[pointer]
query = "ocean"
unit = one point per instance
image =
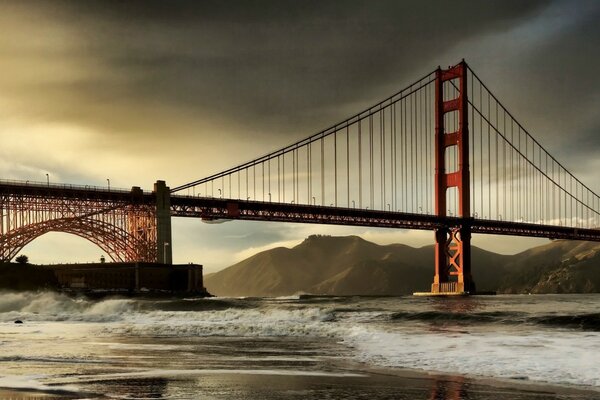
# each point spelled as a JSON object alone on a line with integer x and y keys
{"x": 488, "y": 347}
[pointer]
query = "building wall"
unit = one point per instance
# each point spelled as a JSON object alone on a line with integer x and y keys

• _Task brief_: With the pictures removed, output the listing above exactly.

• _Expected output_:
[pointer]
query = "ocean"
unit = one point per instance
image =
# each point spelled as a JSON object alone on a line with integer x and y keys
{"x": 488, "y": 347}
[pointer]
query = "building wall"
unit = one point per instance
# each point spelled as a JSON object alone on a line with integer x and y keys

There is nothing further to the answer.